### What the task asks
Extract only the lines from the start of the entries below to the line with "Query: shrub", inclusive; omit every picture.

### Supplied records

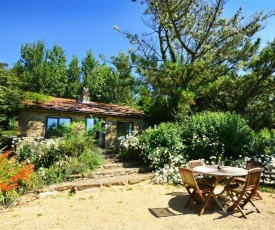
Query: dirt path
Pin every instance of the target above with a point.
(140, 206)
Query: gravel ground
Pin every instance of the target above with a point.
(141, 206)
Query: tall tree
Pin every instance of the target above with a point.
(42, 70)
(190, 48)
(74, 86)
(10, 95)
(30, 67)
(55, 78)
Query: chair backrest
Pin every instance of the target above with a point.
(253, 179)
(187, 176)
(253, 164)
(194, 163)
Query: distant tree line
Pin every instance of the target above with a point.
(193, 58)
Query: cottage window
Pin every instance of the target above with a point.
(53, 123)
(124, 128)
(91, 123)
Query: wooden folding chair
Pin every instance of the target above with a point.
(241, 194)
(203, 191)
(192, 164)
(250, 165)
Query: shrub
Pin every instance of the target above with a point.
(54, 159)
(217, 134)
(162, 148)
(12, 176)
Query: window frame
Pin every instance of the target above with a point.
(58, 118)
(129, 131)
(99, 139)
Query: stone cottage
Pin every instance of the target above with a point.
(37, 118)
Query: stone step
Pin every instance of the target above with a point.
(81, 184)
(120, 165)
(101, 173)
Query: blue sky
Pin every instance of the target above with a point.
(81, 25)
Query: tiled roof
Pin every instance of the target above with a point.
(71, 105)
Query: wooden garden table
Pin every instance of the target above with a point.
(224, 171)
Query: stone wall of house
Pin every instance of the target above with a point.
(32, 124)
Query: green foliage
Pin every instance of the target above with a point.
(13, 176)
(54, 159)
(195, 58)
(37, 97)
(13, 124)
(10, 96)
(263, 143)
(217, 134)
(42, 70)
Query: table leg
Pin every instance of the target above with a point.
(218, 203)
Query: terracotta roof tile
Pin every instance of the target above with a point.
(63, 104)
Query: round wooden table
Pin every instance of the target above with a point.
(224, 171)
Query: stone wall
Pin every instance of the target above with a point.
(32, 124)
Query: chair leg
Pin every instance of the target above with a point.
(257, 194)
(205, 203)
(236, 205)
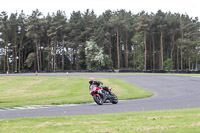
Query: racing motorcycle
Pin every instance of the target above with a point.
(101, 96)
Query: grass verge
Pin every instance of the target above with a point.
(170, 121)
(17, 91)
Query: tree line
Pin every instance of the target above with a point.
(85, 41)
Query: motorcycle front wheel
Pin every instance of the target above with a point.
(98, 99)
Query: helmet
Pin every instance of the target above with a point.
(91, 80)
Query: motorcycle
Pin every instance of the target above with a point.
(101, 96)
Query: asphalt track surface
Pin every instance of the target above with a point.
(170, 92)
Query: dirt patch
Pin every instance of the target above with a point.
(160, 117)
(52, 124)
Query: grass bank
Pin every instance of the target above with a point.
(17, 91)
(170, 121)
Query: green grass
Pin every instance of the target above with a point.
(170, 121)
(17, 91)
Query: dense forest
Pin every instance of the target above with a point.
(85, 41)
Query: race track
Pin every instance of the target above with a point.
(170, 92)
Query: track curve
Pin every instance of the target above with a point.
(170, 92)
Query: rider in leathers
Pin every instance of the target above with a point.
(94, 83)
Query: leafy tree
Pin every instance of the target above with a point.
(95, 58)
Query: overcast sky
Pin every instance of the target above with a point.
(190, 7)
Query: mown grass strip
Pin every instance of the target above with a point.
(170, 121)
(17, 91)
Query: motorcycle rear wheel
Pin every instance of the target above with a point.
(98, 99)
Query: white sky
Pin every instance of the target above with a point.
(190, 7)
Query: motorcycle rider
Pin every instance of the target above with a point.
(94, 83)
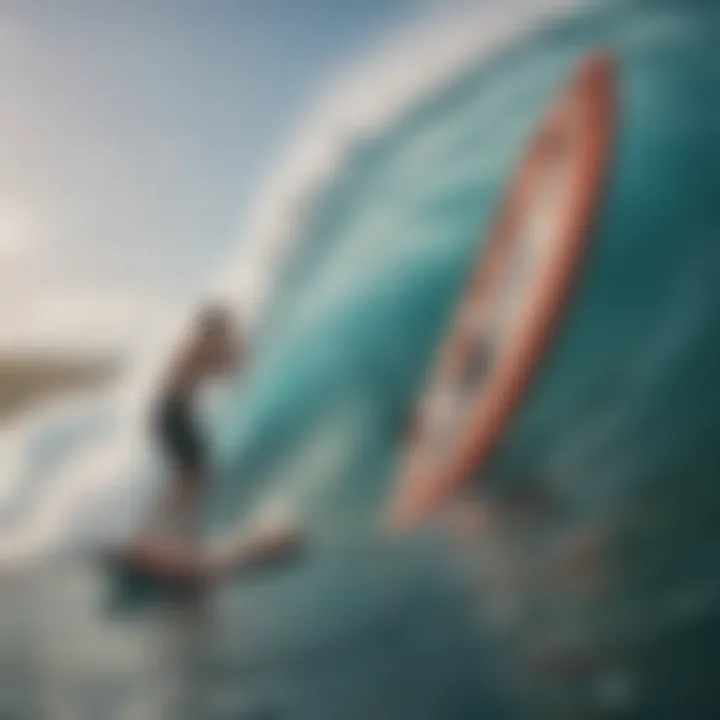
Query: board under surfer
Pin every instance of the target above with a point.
(169, 546)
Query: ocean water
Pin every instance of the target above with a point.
(602, 603)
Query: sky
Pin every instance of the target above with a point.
(134, 136)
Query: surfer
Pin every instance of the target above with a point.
(169, 548)
(213, 349)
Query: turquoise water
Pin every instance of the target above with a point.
(619, 437)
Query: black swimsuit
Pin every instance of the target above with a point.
(177, 433)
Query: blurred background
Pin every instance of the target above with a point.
(328, 170)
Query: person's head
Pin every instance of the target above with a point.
(215, 337)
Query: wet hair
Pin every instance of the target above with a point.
(213, 318)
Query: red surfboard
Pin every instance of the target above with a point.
(516, 295)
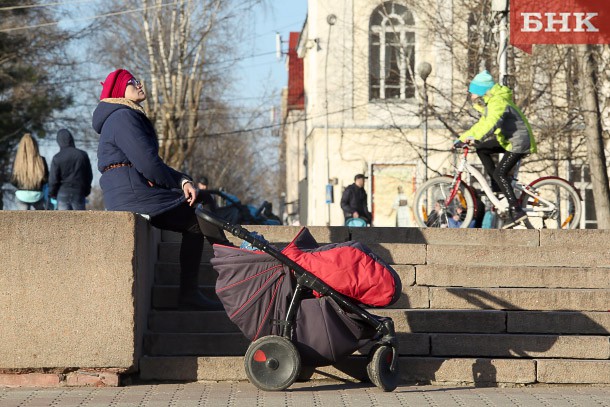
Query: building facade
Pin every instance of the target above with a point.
(366, 107)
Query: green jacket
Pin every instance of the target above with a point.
(500, 117)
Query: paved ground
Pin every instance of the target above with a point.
(303, 394)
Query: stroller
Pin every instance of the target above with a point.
(295, 319)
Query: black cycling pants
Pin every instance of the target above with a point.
(500, 179)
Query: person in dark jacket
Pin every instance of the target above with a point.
(354, 201)
(135, 179)
(71, 176)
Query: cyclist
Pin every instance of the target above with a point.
(502, 128)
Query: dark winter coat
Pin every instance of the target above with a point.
(144, 184)
(70, 168)
(354, 200)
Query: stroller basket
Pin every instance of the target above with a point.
(269, 297)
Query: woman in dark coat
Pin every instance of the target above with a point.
(135, 179)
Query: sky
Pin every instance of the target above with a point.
(263, 74)
(260, 73)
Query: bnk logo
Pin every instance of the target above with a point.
(559, 22)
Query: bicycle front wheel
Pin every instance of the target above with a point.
(432, 209)
(555, 204)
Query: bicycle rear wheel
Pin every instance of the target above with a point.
(556, 204)
(431, 207)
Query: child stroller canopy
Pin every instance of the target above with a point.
(350, 268)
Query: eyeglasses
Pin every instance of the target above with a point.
(134, 82)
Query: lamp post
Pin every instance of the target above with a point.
(424, 69)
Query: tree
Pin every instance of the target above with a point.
(593, 133)
(32, 60)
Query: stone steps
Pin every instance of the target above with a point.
(516, 307)
(417, 321)
(534, 299)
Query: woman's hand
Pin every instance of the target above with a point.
(190, 193)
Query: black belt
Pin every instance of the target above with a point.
(112, 166)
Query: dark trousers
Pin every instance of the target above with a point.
(500, 179)
(183, 219)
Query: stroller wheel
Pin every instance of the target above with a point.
(272, 363)
(378, 368)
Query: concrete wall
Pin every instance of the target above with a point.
(74, 289)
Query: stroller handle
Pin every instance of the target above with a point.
(304, 277)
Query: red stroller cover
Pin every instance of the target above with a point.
(350, 268)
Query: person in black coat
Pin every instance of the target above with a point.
(71, 176)
(135, 179)
(354, 201)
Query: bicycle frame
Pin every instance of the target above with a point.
(501, 205)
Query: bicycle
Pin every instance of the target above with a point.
(549, 202)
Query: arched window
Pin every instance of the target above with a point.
(392, 52)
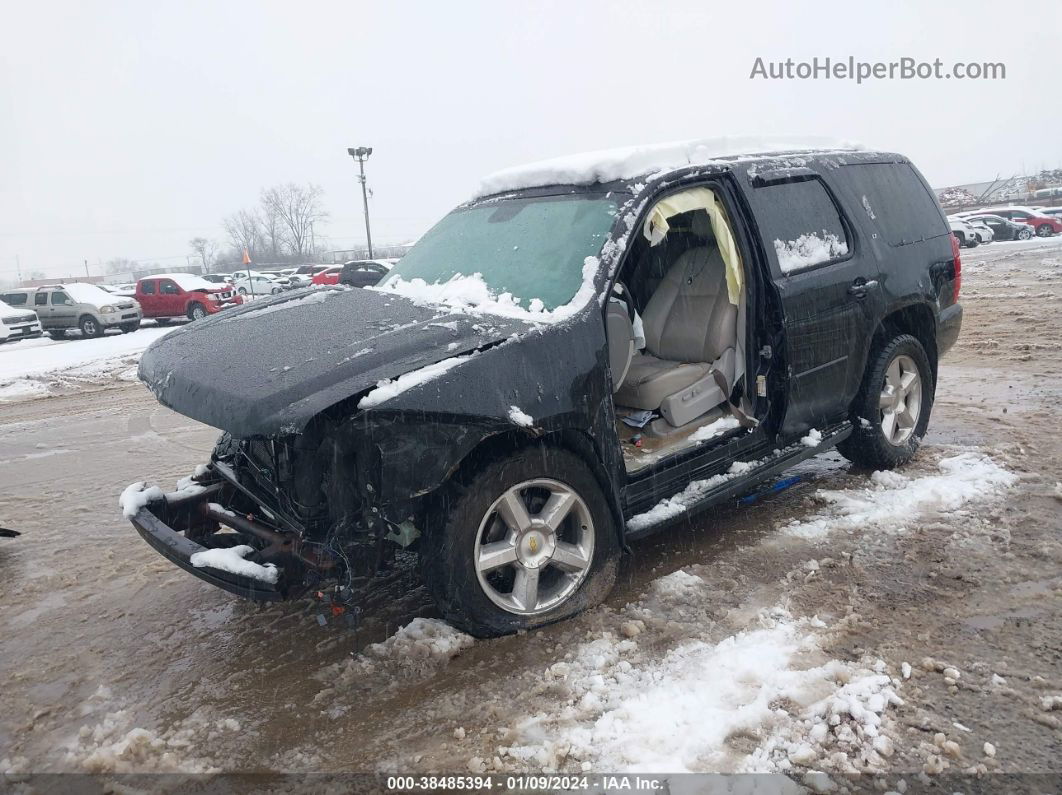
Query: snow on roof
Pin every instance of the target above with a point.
(186, 280)
(632, 161)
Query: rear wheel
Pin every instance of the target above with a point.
(90, 327)
(528, 541)
(891, 412)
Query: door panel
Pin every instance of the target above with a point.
(827, 286)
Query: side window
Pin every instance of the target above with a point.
(896, 202)
(802, 224)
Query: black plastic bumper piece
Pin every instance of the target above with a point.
(178, 550)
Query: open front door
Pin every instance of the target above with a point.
(829, 294)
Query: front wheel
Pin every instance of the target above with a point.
(529, 540)
(90, 327)
(891, 412)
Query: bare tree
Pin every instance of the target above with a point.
(244, 231)
(205, 249)
(296, 207)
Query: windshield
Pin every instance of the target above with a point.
(531, 248)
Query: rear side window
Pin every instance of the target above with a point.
(802, 224)
(896, 202)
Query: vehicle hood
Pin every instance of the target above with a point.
(268, 367)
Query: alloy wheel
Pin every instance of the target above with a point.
(901, 400)
(534, 547)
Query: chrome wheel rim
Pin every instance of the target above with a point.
(901, 400)
(534, 547)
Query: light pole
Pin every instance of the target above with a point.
(361, 154)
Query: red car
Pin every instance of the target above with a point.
(327, 276)
(182, 295)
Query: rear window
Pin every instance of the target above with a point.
(896, 202)
(802, 224)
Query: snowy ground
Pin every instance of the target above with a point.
(896, 627)
(39, 367)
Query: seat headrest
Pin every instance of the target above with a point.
(700, 224)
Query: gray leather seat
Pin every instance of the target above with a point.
(690, 330)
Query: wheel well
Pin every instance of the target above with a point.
(502, 445)
(919, 322)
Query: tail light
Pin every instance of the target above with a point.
(957, 260)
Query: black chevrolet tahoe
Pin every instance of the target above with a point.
(585, 351)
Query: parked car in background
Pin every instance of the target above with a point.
(1004, 228)
(18, 324)
(494, 448)
(327, 276)
(165, 296)
(964, 232)
(1042, 225)
(76, 305)
(362, 273)
(257, 284)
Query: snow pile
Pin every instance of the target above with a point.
(629, 708)
(717, 428)
(230, 559)
(116, 745)
(893, 499)
(416, 650)
(472, 295)
(32, 367)
(136, 496)
(808, 249)
(672, 506)
(519, 417)
(392, 387)
(631, 161)
(814, 438)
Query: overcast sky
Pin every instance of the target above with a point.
(127, 128)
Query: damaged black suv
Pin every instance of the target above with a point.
(584, 351)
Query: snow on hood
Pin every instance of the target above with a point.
(472, 295)
(631, 161)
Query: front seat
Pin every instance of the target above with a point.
(690, 327)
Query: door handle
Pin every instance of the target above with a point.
(860, 288)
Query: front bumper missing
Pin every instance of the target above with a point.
(164, 523)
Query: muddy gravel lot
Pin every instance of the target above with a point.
(894, 627)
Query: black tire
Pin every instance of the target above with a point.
(90, 327)
(448, 542)
(868, 445)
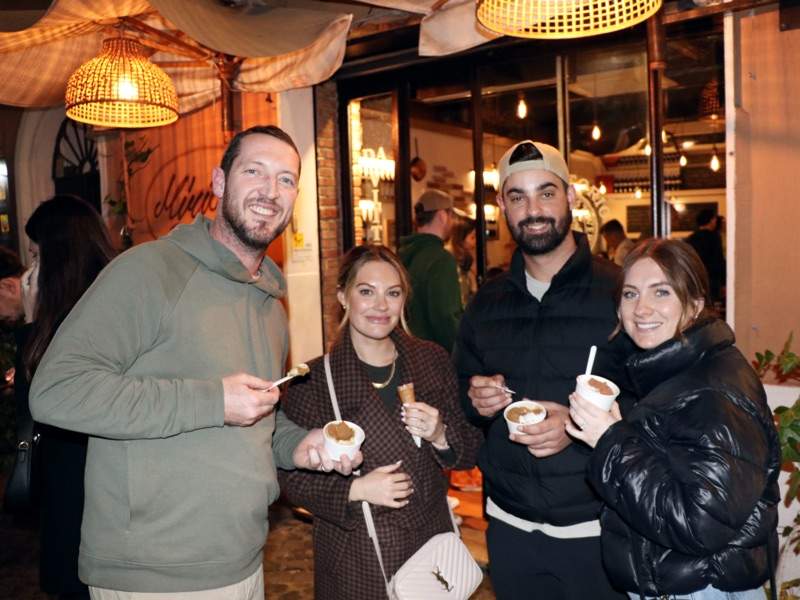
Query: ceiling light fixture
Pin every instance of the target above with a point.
(714, 163)
(522, 108)
(560, 19)
(121, 88)
(710, 108)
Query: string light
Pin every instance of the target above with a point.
(714, 165)
(522, 108)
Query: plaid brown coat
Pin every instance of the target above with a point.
(345, 565)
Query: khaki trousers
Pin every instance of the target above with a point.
(251, 588)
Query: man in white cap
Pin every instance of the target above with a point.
(435, 306)
(531, 329)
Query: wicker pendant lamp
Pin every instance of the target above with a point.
(121, 88)
(559, 19)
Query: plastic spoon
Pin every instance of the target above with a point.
(295, 371)
(590, 362)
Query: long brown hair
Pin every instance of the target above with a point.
(359, 256)
(683, 269)
(73, 249)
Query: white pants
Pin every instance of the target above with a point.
(251, 588)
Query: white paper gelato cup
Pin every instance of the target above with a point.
(335, 448)
(595, 395)
(528, 418)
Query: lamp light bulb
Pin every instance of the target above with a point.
(127, 89)
(522, 108)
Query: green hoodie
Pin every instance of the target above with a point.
(175, 500)
(435, 307)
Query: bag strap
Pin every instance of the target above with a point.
(364, 504)
(373, 534)
(335, 403)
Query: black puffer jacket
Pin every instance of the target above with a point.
(690, 476)
(539, 347)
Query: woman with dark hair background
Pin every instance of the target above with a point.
(73, 246)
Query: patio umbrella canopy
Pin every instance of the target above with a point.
(280, 47)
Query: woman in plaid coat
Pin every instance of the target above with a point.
(403, 483)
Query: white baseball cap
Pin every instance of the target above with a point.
(549, 159)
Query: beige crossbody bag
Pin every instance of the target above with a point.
(442, 569)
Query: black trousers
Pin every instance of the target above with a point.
(534, 566)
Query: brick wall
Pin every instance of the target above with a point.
(330, 243)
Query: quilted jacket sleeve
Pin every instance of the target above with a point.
(687, 479)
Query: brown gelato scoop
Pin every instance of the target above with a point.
(601, 386)
(341, 432)
(517, 413)
(406, 393)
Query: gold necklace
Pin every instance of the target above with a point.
(382, 384)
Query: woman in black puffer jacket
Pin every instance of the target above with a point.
(689, 478)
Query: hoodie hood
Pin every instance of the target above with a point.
(195, 239)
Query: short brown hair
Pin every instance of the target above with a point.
(359, 256)
(682, 267)
(232, 151)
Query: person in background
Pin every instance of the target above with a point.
(435, 307)
(404, 483)
(11, 270)
(617, 243)
(531, 329)
(73, 247)
(167, 363)
(462, 245)
(707, 242)
(690, 476)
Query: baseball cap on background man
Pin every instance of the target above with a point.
(431, 200)
(545, 157)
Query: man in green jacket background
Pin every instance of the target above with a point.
(435, 307)
(167, 362)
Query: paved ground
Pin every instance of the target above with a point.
(288, 566)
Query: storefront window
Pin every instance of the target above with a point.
(519, 100)
(373, 169)
(589, 99)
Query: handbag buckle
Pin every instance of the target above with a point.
(440, 578)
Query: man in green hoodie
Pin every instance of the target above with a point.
(167, 362)
(435, 306)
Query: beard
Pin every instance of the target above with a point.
(540, 243)
(255, 237)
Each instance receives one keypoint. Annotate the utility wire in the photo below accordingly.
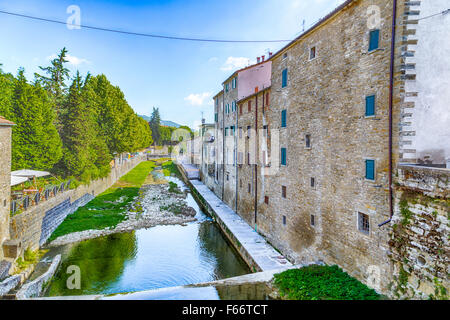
(139, 34)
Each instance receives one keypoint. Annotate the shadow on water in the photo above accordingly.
(251, 291)
(146, 259)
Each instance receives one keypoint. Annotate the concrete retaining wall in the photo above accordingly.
(35, 287)
(34, 226)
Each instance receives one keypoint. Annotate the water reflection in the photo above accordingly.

### Task output
Query: dirt path
Pin every instance of the target above with a point.
(140, 206)
Query: gravel ground
Pin every instance of the target above with a point.
(141, 206)
Query: tall tree
Pin every instance of the target above with a point.
(42, 70)
(190, 48)
(74, 86)
(10, 95)
(30, 67)
(55, 78)
Query: chair backrest
Pin every instance of the target above with a point.
(253, 179)
(187, 176)
(253, 164)
(194, 163)
Query: distant tree line
Pin every instance of the target above with a point.
(193, 58)
Query: cottage window
Pin every instance of the target above with a point.
(53, 123)
(124, 128)
(91, 123)
Query: wooden folding chair
Pin every instance of the target above with a point.
(241, 194)
(203, 191)
(192, 164)
(250, 165)
Query: shrub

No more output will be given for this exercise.